::: INFORMATION GIVEN :::

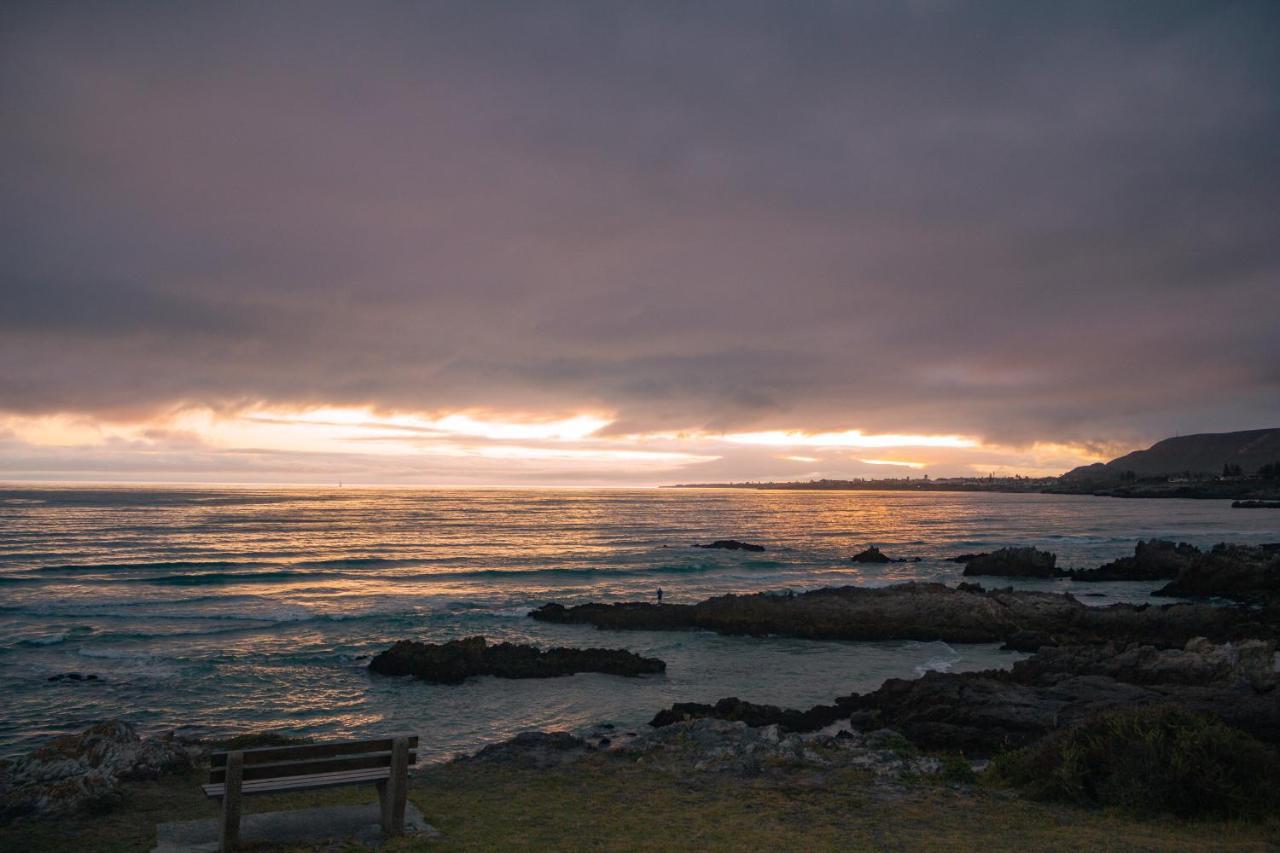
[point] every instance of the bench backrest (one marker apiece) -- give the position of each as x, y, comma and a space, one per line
282, 762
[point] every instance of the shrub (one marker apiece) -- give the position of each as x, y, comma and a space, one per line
1148, 761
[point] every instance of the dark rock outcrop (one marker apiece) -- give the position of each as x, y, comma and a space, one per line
539, 749
983, 712
969, 614
456, 661
82, 772
1014, 562
731, 544
1155, 560
1240, 573
754, 715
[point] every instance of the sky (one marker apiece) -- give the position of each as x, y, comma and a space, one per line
625, 243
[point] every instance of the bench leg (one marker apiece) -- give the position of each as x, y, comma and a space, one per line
393, 792
229, 836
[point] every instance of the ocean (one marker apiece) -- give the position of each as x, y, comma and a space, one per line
227, 610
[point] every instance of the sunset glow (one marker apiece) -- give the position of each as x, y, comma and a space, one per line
368, 445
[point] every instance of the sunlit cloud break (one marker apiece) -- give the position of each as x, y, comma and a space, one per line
848, 438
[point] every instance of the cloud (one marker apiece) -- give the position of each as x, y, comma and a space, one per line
1020, 223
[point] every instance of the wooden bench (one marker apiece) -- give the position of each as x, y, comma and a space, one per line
273, 770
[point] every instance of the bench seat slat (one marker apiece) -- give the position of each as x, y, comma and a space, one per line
302, 752
298, 783
311, 766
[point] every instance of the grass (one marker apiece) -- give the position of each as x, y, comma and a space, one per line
1159, 760
611, 803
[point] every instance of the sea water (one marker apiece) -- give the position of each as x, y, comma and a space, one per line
229, 610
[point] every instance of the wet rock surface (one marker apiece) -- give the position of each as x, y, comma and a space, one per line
983, 712
456, 661
731, 544
1153, 560
82, 772
920, 611
534, 749
1013, 562
986, 712
735, 710
726, 747
1240, 573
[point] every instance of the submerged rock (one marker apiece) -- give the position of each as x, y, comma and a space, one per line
754, 715
82, 772
984, 712
1155, 560
1243, 573
533, 749
919, 611
730, 544
1014, 562
458, 660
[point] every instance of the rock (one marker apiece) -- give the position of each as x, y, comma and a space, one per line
1242, 573
1155, 560
928, 612
754, 715
82, 772
1014, 562
984, 712
731, 544
534, 749
456, 661
725, 747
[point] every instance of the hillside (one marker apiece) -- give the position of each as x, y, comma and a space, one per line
1201, 456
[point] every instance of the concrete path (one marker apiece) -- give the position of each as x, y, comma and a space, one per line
302, 826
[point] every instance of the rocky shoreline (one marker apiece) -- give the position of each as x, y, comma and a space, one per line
928, 612
458, 660
1207, 662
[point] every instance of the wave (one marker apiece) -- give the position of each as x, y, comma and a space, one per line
147, 566
516, 574
225, 578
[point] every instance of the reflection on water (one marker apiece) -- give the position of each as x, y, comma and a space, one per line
238, 609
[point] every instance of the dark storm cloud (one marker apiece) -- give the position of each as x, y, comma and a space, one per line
1011, 219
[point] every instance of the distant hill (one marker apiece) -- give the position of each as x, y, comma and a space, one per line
1201, 455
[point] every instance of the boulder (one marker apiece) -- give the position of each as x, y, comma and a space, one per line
82, 772
1014, 562
539, 749
984, 712
928, 612
754, 715
1155, 560
458, 660
731, 544
1242, 573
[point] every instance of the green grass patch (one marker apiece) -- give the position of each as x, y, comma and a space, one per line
612, 803
1157, 760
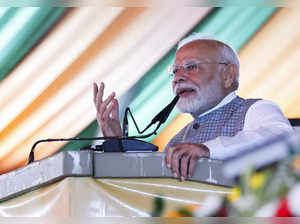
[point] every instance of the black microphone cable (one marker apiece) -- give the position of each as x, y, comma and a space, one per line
161, 117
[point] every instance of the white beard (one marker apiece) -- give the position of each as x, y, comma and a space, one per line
205, 97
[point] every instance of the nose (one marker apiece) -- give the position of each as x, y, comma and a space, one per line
179, 77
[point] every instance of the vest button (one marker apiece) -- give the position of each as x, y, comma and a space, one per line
196, 126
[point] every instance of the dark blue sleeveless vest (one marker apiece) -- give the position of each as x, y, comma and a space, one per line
224, 121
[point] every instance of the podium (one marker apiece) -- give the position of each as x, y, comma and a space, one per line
95, 184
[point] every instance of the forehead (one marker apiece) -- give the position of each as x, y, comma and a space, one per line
203, 50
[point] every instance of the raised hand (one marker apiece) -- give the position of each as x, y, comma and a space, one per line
107, 112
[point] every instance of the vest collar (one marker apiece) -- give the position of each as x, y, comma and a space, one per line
227, 99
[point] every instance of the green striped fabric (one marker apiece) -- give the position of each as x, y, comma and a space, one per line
235, 25
20, 30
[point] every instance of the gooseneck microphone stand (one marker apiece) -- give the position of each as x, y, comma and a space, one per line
161, 117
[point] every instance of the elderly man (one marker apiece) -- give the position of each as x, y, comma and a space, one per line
205, 76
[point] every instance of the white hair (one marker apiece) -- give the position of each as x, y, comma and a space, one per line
227, 52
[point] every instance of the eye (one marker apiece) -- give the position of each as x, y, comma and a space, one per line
174, 70
191, 67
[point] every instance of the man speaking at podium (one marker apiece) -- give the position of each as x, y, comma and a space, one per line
205, 77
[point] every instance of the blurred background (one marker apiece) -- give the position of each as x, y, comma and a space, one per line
49, 58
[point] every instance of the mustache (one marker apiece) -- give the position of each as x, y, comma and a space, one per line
178, 87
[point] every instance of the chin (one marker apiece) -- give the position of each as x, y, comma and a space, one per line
189, 105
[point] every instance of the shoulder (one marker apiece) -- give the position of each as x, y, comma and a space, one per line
265, 112
265, 106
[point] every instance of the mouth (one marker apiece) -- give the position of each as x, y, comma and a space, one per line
183, 92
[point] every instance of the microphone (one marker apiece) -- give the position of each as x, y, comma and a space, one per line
125, 143
164, 114
125, 123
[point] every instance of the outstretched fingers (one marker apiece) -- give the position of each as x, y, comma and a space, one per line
103, 106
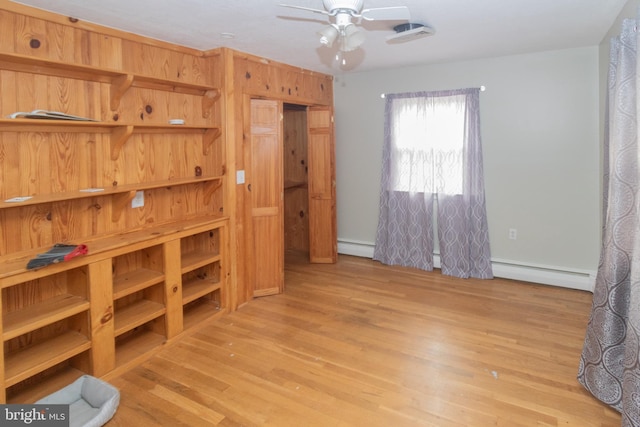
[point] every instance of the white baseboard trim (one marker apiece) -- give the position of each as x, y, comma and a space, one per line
548, 275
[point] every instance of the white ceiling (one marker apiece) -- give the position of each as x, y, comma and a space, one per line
465, 29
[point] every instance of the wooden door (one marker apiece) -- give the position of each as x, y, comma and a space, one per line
322, 190
266, 188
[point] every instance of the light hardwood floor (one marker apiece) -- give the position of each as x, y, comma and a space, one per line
362, 344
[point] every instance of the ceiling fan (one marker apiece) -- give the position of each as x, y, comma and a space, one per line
342, 29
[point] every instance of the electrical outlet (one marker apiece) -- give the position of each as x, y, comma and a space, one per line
138, 200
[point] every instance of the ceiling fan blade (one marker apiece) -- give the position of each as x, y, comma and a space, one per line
308, 9
394, 13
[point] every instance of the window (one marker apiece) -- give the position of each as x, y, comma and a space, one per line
427, 137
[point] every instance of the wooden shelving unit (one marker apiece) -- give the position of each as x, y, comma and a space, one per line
75, 180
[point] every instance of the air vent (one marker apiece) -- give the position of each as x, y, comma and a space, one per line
409, 31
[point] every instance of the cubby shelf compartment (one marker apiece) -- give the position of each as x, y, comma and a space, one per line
137, 345
194, 260
28, 319
32, 360
196, 288
136, 314
120, 132
120, 81
200, 310
135, 281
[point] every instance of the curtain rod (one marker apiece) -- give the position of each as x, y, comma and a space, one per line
482, 89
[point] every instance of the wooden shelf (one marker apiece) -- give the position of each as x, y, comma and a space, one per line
136, 314
34, 359
196, 288
193, 260
134, 281
45, 387
120, 81
39, 315
120, 132
13, 267
123, 193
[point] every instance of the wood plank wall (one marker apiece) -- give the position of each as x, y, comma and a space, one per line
250, 76
51, 162
80, 160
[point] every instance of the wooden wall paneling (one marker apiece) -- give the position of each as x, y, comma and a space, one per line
8, 84
9, 158
296, 219
102, 317
296, 204
31, 36
61, 42
245, 71
7, 31
102, 50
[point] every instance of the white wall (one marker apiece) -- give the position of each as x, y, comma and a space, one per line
540, 127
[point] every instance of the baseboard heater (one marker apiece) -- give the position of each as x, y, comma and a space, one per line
548, 275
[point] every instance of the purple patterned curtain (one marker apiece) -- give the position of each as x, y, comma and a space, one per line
432, 153
610, 361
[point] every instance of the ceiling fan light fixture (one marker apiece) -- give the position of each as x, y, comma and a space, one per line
328, 35
352, 38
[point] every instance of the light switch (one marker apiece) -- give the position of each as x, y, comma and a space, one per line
240, 177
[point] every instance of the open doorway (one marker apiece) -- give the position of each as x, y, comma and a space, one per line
296, 188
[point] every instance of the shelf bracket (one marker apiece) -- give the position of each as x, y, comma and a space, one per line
209, 138
210, 188
119, 86
120, 201
209, 98
119, 137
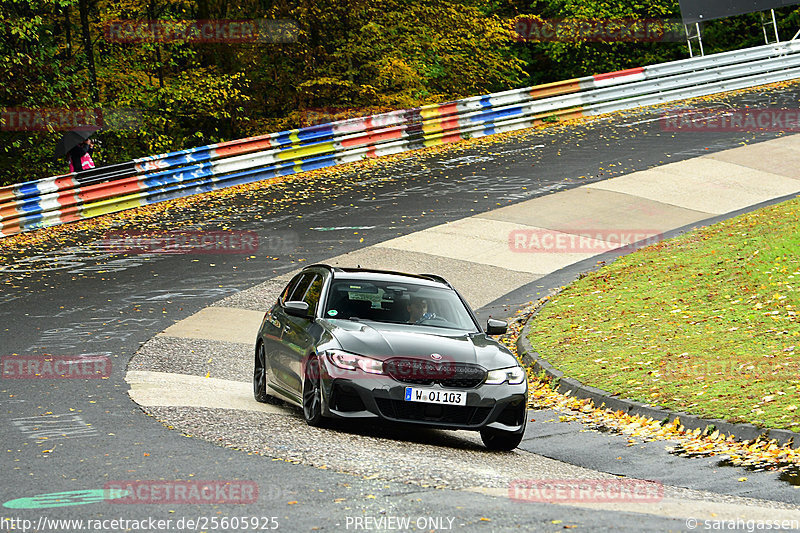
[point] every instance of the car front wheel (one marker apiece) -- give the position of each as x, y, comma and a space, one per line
501, 441
312, 394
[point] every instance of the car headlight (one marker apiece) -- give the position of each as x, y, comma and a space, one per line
514, 375
351, 361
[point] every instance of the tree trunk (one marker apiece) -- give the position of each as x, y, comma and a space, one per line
83, 6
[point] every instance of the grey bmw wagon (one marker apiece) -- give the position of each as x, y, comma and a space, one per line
402, 348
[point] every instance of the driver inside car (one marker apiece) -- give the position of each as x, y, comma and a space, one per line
418, 310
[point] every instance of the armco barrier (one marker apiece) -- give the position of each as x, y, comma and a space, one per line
61, 199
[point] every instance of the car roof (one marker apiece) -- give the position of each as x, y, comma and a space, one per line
368, 274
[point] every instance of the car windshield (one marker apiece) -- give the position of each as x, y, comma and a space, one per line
398, 303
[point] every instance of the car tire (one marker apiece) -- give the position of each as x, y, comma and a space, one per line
260, 375
500, 441
312, 393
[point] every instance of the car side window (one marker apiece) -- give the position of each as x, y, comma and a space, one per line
312, 295
290, 289
300, 289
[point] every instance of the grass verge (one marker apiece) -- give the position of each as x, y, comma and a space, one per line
705, 323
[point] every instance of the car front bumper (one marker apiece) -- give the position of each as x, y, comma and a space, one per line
500, 407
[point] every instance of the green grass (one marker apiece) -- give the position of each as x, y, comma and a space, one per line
705, 323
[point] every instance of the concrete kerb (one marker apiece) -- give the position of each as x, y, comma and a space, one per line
601, 398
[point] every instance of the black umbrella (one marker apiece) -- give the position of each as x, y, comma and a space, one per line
71, 139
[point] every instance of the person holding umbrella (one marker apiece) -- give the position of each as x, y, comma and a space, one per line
78, 147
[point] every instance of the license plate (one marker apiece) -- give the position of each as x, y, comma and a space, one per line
414, 394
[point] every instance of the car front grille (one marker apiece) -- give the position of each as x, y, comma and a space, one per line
425, 412
446, 374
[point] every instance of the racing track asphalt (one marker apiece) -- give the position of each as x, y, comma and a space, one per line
94, 302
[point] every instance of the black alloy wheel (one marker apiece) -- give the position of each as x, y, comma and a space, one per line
260, 375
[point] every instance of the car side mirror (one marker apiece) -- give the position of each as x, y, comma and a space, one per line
496, 327
296, 308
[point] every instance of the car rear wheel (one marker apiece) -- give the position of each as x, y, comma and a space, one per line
312, 393
502, 441
260, 375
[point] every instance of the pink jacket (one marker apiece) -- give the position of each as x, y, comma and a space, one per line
86, 163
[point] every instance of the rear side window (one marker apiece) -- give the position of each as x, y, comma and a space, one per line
299, 290
312, 294
290, 289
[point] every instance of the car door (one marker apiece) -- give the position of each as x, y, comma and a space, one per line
278, 324
301, 334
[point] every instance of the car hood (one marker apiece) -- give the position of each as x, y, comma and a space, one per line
382, 341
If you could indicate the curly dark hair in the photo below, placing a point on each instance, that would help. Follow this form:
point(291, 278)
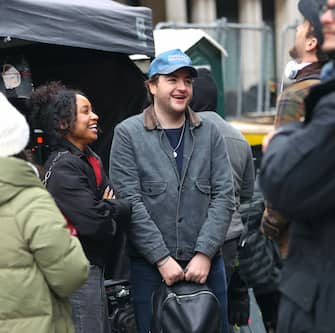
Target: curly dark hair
point(54, 110)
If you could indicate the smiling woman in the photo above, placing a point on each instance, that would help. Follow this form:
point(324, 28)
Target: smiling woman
point(81, 189)
point(85, 129)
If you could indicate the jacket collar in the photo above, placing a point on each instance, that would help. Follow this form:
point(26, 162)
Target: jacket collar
point(151, 122)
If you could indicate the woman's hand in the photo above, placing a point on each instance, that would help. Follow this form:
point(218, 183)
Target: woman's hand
point(108, 194)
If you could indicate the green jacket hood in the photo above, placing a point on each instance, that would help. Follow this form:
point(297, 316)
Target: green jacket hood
point(15, 175)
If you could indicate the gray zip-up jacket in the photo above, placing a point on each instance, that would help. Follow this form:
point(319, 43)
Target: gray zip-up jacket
point(241, 160)
point(173, 215)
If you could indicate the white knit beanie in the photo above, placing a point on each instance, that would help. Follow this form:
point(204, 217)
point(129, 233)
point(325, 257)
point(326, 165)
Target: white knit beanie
point(14, 129)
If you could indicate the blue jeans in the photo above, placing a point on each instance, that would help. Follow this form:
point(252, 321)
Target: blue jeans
point(89, 304)
point(145, 278)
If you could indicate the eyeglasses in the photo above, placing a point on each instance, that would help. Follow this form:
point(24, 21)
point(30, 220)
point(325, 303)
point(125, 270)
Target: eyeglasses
point(324, 8)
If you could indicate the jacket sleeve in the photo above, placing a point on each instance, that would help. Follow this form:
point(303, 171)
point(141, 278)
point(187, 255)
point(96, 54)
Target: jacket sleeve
point(58, 255)
point(144, 234)
point(91, 216)
point(290, 107)
point(222, 203)
point(297, 171)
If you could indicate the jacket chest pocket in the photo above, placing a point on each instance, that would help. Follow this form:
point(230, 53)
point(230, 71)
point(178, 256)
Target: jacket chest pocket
point(203, 186)
point(153, 188)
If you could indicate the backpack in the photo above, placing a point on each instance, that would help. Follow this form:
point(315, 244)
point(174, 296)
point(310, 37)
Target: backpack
point(185, 307)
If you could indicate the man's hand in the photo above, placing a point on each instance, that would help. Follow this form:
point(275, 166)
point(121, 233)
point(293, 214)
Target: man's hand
point(198, 268)
point(170, 271)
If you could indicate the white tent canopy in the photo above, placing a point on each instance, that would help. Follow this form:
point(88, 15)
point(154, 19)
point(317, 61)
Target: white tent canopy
point(94, 24)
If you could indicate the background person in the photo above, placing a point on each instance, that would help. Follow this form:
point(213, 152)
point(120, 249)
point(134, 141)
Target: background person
point(77, 181)
point(41, 264)
point(297, 177)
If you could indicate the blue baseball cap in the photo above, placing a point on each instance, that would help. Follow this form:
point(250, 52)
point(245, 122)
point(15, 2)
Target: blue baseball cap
point(170, 61)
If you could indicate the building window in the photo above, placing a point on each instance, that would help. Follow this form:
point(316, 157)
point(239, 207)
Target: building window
point(227, 9)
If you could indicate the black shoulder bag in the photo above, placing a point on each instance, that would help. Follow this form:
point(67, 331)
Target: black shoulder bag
point(185, 307)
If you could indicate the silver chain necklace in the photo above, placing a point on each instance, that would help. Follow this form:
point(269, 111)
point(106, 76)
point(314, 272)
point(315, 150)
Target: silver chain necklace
point(179, 142)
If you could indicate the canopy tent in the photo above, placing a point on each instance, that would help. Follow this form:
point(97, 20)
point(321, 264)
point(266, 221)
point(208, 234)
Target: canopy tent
point(94, 24)
point(85, 44)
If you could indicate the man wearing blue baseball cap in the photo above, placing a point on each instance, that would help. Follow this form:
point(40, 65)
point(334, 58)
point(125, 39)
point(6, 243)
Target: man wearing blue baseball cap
point(174, 169)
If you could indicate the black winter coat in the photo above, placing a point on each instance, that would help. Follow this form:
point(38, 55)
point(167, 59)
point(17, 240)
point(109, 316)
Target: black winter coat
point(73, 185)
point(297, 177)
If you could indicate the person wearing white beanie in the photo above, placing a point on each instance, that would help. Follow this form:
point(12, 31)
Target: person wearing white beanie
point(14, 129)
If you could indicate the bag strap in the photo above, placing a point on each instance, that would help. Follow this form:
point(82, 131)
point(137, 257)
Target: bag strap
point(48, 173)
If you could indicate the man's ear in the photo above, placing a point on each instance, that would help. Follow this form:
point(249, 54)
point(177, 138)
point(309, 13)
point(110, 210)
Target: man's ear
point(63, 125)
point(152, 86)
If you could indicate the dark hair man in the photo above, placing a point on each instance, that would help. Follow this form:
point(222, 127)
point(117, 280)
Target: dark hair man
point(308, 59)
point(174, 168)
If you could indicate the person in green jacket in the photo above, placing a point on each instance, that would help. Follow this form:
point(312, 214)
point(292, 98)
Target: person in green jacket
point(41, 264)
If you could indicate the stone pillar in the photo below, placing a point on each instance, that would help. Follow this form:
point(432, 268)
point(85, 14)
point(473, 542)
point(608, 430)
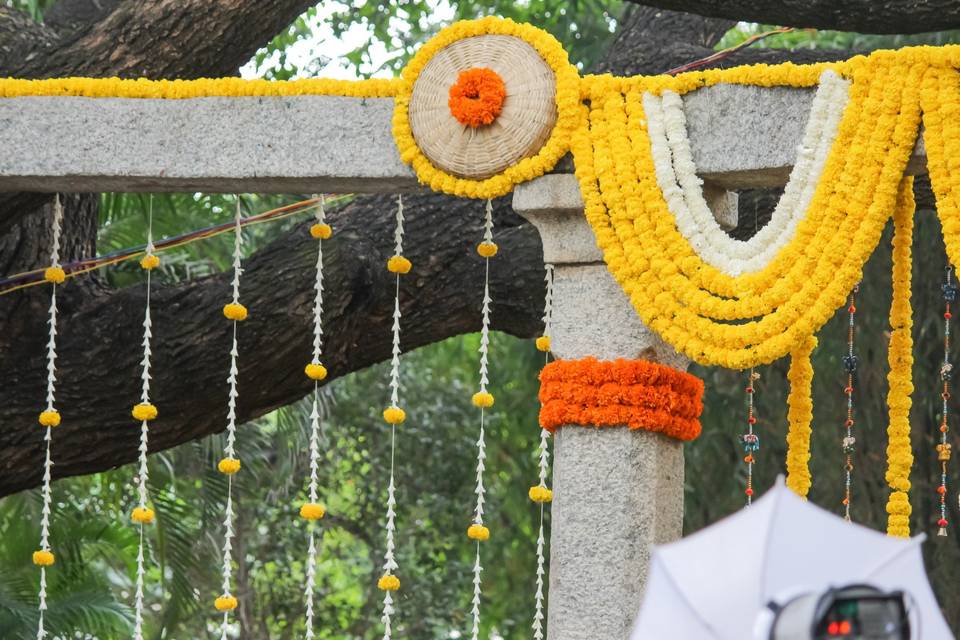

:::

▸ TASK TO COMPLETE
Find the lines above that include the string "below" and copy them.

▸ SOLVED PROBLEM
If you could indicate the curly dark hair in the photo below, placing a point on each instance, that would help. Follow this form:
If you could indicate the stone pillar in the photo below, placing a point on each instance, that would help. Follow this form:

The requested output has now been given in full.